#### The exercise
Print every one of the following entries word for word.

Object point labels:
------------------------

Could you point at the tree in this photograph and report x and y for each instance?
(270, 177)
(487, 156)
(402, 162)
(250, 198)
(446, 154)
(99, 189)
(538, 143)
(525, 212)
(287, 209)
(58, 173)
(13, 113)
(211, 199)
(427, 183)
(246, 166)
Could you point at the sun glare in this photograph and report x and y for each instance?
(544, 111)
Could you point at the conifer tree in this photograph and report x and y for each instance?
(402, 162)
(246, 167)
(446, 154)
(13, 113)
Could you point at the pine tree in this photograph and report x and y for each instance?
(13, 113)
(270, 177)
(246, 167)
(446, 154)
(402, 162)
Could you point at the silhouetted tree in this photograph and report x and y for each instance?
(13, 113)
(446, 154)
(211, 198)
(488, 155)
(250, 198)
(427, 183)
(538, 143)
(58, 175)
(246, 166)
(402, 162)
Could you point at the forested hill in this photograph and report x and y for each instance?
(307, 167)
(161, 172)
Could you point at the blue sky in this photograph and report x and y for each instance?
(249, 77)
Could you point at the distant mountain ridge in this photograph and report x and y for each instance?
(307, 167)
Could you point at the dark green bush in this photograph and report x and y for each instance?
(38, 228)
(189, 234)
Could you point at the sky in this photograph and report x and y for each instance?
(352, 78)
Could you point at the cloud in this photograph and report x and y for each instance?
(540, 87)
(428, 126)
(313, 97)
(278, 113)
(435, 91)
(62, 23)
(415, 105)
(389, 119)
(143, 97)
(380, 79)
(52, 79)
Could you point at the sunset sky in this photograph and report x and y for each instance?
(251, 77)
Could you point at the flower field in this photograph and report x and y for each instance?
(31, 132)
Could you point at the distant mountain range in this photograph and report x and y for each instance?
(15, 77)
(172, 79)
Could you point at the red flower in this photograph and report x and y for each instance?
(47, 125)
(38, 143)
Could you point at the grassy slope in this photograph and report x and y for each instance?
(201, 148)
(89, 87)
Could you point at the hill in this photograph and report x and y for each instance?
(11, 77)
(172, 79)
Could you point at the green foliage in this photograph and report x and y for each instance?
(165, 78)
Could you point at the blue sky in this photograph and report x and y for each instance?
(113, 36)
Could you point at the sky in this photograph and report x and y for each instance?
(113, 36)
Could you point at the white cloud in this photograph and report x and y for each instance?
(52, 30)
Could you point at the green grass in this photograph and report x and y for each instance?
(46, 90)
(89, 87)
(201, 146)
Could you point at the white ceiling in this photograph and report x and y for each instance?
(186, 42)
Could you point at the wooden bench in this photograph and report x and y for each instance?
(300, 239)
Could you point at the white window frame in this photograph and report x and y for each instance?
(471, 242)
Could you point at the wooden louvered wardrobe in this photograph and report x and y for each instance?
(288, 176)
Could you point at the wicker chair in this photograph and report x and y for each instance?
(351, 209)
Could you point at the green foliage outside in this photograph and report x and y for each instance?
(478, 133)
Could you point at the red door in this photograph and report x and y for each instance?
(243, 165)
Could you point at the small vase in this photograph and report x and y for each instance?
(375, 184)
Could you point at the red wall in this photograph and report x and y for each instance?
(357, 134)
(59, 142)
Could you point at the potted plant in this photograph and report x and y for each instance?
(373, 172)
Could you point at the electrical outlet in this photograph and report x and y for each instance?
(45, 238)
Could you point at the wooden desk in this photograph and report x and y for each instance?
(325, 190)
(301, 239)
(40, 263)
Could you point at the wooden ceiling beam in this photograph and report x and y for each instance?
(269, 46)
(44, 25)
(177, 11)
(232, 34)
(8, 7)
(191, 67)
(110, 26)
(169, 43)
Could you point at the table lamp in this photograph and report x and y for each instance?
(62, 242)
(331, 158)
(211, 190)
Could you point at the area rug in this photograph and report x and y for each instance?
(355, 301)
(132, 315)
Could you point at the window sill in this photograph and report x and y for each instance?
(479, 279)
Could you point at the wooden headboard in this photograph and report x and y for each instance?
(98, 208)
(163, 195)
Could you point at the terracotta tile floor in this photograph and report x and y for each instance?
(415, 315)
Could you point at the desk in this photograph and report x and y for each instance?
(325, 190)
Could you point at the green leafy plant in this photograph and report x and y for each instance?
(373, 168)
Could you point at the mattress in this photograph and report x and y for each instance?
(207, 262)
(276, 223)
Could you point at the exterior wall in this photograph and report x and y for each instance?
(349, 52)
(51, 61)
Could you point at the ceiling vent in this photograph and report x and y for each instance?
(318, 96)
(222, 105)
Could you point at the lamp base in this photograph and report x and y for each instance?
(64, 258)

------------------------

#### Output of the task
Could you point at the tree in this photograph and report x and y for each instance?
(270, 177)
(487, 156)
(402, 162)
(250, 198)
(446, 154)
(99, 189)
(538, 143)
(525, 212)
(287, 209)
(58, 173)
(13, 113)
(211, 199)
(427, 183)
(246, 166)
Could you point at the sun glare in this photograph and report x and y for each instance?
(544, 111)
Could you point at the conifer tree in this photograph and report x and y for each instance?
(402, 162)
(246, 167)
(446, 154)
(13, 113)
Could you point at the pine tree in this photograph and report x and y for each instance?
(13, 113)
(270, 177)
(246, 167)
(446, 154)
(402, 162)
Could you point at the silhouetted tree in this photograph and report x and y for each instance?
(13, 113)
(446, 154)
(211, 198)
(488, 155)
(250, 198)
(427, 183)
(538, 143)
(58, 175)
(246, 166)
(402, 162)
Could you point at the forested hill in this photograph and report x and y for each instance?
(307, 167)
(161, 172)
Could you point at the blue sky in this photograph and report x and y for each instance?
(249, 77)
Could you point at the distant mountain ridge in this photograph and report x and y for each instance?
(307, 167)
Could you point at the dark green bush in this photograph and report x and y for each instance?
(38, 228)
(189, 234)
Could you point at the sky in this photograph and report x and y for each instance?
(352, 78)
Could you point at the cloud in this photograph and report x and y for each instance?
(540, 87)
(428, 126)
(313, 97)
(278, 113)
(435, 91)
(62, 23)
(415, 105)
(389, 119)
(143, 97)
(380, 79)
(52, 79)
Could you point at the sunset sky in this photograph and report x and y for each instance?
(251, 77)
Could you point at the flower field in this photograph and report x and y for each instance?
(31, 132)
Could you point at the distant mountain range in this photograph and report x and y for each instance?
(15, 77)
(172, 79)
Could you point at the red flower in this photograph and report x and y for each instance?
(47, 125)
(38, 143)
Could you point at the grassy slope in this photograph and report x and y for each instance?
(201, 148)
(89, 87)
Could you point at the hill in this photograph and report x and y for each instance?
(11, 77)
(172, 79)
Could you point at the green foliage in this photograph and report x and y for each instance?
(165, 78)
Could you point at the blue sky in this photograph and report x and y for each instance?
(113, 36)
Could you point at the sky in this photograph and report x and y for each instance?
(113, 36)
Could you point at the white cloud in this photograph and report x and y for each instance?
(52, 30)
Could you point at the green grass in this photograph and report x and y for each instance?
(46, 90)
(89, 87)
(201, 146)
Could you point at the white ceiling in this photograph and report x and y for each instance?
(186, 42)
Could you point at the wooden bench in this photograph and report x and y for each instance?
(300, 239)
Could you point at the white window frame in this photograph and report x and y for each instance?
(471, 242)
Could you point at the wooden louvered wardrobe in this photograph and report x and y for each instance?
(288, 176)
Could you point at the wicker chair in this photograph and report x and y for each instance?
(351, 209)
Could you point at the green foliage outside in this photograph and report x and y for each instance?
(478, 133)
Could you point at the red door in this photograph and report x and y for each instance?
(243, 165)
Could you point at the small vase in this photograph and report x and y for each instance?
(375, 184)
Could you point at the red wall in this photograph and report x and y for each instance?
(357, 134)
(59, 142)
Could you point at the potted plant in this photograph and report x and y for each instance?
(373, 172)
Could you point at the electrical outlet in this photograph and report x and y for each instance?
(45, 238)
Could you point at the wooden desk in this photograph and report x and y for each instance?
(325, 190)
(301, 239)
(40, 263)
Could you point at the wooden ceiling beam in this photograph and report x and y for each instance?
(269, 46)
(44, 25)
(177, 11)
(232, 34)
(8, 7)
(191, 67)
(110, 26)
(169, 43)
Could you point at the table lamp in this photograph and report x and y for each instance?
(62, 242)
(331, 158)
(211, 190)
Could you point at the area rug in this photograph and report x and y for each instance?
(355, 301)
(132, 315)
Could you point at the window sill in this photograph and report x and y for each instance?
(479, 279)
Could you point at the wooden headboard in this photograph and report x and y for each instance?
(98, 208)
(163, 195)
Could you point at the terracotta tile floor in this photograph and report x and y for each instance?
(415, 315)
Could you point at the desk in this photograph and report x and y for each instance?
(325, 190)
Could you point at the green leafy plant in this photograph and report x and y for each instance?
(373, 168)
Could you point at the mattress in this photograph and report x and y for each instance?
(207, 262)
(276, 223)
Could you point at the exterior wall in this photograph and report x and y for each instance?
(349, 52)
(51, 61)
Could you point at the ceiling vent in this photograph and report x and y for each instance?
(318, 96)
(222, 105)
Could you point at the lamp base in this photograph and report x and y for each instance?
(64, 258)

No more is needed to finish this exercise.